**Text provided**
+++

Creating the first page with Streamlit#

Let us start by creating a very simple application with Streamlit. First, we need to create a file called app.py with the following content

import streamlit as st

st.title("Heart Failure Prediction Dataset")
st.text("This is a web app to allow exploration of heart failure data")

To test the code, we can run the Python file using the following command

streamlit run app.py

A browser should open automatically (if it does not, simply open a browser and go to the URL http://localhost:8502). By changing the text in the Python file and refreshing the browser one should see that the changes take effect.

Let us try to add some more content to the application, by adding the following lines that describe the dataset that we will explore.

st.header("Dataset")
st.markdown(
    """
This dataset is taken from
https://www.kaggle.com/datasets/fedesoriano/heart-failure-prediction

At Kaggle, several authors publish their own code where they
have analyzed the different datasets.

+++

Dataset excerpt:
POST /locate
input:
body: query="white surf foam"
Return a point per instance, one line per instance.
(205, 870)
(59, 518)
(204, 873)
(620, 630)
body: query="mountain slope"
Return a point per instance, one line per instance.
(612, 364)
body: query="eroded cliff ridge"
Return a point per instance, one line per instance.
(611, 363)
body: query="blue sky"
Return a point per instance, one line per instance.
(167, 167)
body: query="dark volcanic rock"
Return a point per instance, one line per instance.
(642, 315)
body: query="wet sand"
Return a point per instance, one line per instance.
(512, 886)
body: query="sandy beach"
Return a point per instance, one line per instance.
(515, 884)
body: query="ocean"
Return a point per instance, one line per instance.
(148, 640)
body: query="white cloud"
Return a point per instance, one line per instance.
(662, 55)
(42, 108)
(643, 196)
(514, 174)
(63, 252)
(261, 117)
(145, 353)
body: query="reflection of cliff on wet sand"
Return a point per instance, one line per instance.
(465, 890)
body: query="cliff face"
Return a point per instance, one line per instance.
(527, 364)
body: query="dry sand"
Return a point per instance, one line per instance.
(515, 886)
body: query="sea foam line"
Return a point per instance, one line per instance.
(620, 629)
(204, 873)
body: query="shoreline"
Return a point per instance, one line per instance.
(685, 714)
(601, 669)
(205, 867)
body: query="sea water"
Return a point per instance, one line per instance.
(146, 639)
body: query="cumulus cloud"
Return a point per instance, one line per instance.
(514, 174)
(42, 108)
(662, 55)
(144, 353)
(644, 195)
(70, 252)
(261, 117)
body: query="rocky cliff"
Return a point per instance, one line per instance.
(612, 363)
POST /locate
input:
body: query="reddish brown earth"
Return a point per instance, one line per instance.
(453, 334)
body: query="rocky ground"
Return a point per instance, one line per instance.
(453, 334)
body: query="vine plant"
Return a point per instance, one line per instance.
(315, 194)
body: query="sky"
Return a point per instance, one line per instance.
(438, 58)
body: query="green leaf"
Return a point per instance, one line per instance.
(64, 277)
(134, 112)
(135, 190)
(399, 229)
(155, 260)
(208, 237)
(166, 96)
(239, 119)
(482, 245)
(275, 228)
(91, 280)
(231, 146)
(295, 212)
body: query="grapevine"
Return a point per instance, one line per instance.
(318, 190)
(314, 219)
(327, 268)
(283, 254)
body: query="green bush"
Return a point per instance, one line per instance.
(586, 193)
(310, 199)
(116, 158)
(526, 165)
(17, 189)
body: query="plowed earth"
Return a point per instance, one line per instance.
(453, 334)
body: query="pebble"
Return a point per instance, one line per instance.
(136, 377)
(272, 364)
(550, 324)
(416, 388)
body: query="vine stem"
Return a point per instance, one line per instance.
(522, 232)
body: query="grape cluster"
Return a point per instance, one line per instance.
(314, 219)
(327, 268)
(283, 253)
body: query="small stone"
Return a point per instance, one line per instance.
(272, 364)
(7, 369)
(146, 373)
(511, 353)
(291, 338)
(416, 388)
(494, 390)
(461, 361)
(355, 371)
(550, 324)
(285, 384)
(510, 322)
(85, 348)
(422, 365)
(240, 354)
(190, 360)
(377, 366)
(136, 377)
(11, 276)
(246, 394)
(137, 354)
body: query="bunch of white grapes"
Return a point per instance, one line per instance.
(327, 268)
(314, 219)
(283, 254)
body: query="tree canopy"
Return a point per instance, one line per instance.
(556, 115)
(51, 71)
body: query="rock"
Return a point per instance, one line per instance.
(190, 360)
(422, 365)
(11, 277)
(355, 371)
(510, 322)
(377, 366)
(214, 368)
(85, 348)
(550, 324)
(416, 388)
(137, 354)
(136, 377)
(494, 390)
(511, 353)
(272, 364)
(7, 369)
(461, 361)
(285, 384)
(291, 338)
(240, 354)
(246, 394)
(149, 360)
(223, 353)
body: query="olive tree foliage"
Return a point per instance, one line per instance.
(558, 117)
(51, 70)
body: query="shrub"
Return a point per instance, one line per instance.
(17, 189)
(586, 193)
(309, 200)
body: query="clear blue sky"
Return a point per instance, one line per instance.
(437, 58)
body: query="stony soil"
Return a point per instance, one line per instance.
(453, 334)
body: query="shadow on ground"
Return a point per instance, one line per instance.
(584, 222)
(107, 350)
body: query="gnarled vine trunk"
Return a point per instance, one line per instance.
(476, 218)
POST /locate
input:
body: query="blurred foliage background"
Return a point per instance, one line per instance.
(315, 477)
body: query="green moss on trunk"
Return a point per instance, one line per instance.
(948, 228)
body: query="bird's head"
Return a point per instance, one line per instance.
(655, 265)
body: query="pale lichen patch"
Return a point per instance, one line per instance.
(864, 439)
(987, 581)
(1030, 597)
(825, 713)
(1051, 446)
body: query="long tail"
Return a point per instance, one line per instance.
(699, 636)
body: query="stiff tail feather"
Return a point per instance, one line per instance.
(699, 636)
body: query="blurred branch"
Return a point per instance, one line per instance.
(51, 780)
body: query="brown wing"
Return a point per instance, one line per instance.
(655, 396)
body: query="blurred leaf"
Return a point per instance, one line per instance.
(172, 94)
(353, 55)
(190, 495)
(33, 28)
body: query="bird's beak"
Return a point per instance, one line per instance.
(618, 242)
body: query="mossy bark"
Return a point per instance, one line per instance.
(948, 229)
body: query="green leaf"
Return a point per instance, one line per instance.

+++

**Work instructions**
1) In the Streamlit tutorial, what command is used to run the app?
2) Summarize the Streamlit tutorial in two sentences.
3) Pick up the Streamlit tutorial from the point where it stops.
This data was drawn from a separate source.

**Answers provided**
1) streamlit run app.py

2) The tutorial builds a simple Streamlit application by creating app.py with a title and a line of text, then running it with "streamlit run app.py", which opens the app in a browser where edits show up after a refresh. It then adds a "Dataset" header and a markdown section explaining that the heart failure prediction dataset comes from Kaggle, where several authors publish code analyzing the datasets.

3)
For example, the following review https://www.kaggle.com/code/durgancegaur/a-guide-to-any-classification-problem/notebook
is a pretty good one.
"""
)

Loading the data#

We now want to load the data into the application. We can do this by reading the .csv file into a pandas.DataFrame, from which we can also write the statistics to the application via the following lines

import pandas as pd

df = pd.read_csv("heart.csv")

st.header("Statistics of Dataframe")
st.write(df.describe())

The application should now look similar to the following figure

streamlit_first_page — Fig. 47 Current version of the web application.#

Creating a sidebar#

At the moment, we have all information on one single page, but it would be more elegant to create separate pages with separate information. For example, we can make an about page (which could be the landing page) containing information about the dataset. Similarly, we could also have one page for the data summary.

One way to achieve this is to create a sidebar with radio buttons that can be used to switch between pages. We can add a sidebar to the web app by adding the following line

st.sidebar.title("Navigation")

Here we also gave the sidebar the title of Navigation. We can, in addition, add radio buttons with two options to the sidebar as follows

options = st.sidebar.radio(
    "Select what you want to display:",
    [
        "About",
        "Data Summary",
    ],
)
print(options)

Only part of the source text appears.